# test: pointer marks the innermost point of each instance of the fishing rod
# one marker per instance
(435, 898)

--

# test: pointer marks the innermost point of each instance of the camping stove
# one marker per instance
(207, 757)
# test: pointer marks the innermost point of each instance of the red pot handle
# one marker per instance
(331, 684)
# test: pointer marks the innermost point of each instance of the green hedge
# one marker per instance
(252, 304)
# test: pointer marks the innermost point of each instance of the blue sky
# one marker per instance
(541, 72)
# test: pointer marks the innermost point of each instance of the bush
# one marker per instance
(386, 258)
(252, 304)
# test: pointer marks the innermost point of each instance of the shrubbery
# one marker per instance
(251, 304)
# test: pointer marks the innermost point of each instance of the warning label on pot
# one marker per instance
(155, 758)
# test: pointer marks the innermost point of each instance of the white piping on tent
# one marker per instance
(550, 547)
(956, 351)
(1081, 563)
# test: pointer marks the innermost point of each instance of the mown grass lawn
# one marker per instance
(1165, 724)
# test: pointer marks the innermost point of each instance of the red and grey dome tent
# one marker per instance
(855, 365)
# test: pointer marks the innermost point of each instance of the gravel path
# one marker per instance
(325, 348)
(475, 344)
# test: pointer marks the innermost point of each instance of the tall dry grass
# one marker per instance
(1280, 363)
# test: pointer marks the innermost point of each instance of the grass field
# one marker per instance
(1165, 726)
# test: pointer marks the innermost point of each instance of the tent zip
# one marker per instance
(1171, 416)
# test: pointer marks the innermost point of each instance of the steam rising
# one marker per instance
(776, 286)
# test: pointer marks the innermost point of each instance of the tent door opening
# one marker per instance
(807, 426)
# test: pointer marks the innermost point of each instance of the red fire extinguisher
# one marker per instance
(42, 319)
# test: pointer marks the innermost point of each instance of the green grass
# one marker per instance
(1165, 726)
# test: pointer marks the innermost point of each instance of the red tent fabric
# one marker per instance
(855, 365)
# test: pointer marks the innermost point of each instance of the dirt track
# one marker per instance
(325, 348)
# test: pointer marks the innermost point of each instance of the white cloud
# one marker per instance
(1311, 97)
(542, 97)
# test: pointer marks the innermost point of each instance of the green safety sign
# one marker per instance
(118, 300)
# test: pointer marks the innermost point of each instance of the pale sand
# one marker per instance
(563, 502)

Instructions for the task: Turn everything in the data from the line containing "label on pot" down to the line containing "(1081, 563)", both included, into a numbered list. Leave out any blank lines.

Final result:
1. # test: pointer marks the innermost point of each instance of the warning label on pot
2. # one marker per instance
3. (155, 758)
4. # test: pointer marks the innermost point of each instance of the white piping on tent
5. # one marker per instance
6. (550, 547)
7. (956, 351)
8. (1081, 563)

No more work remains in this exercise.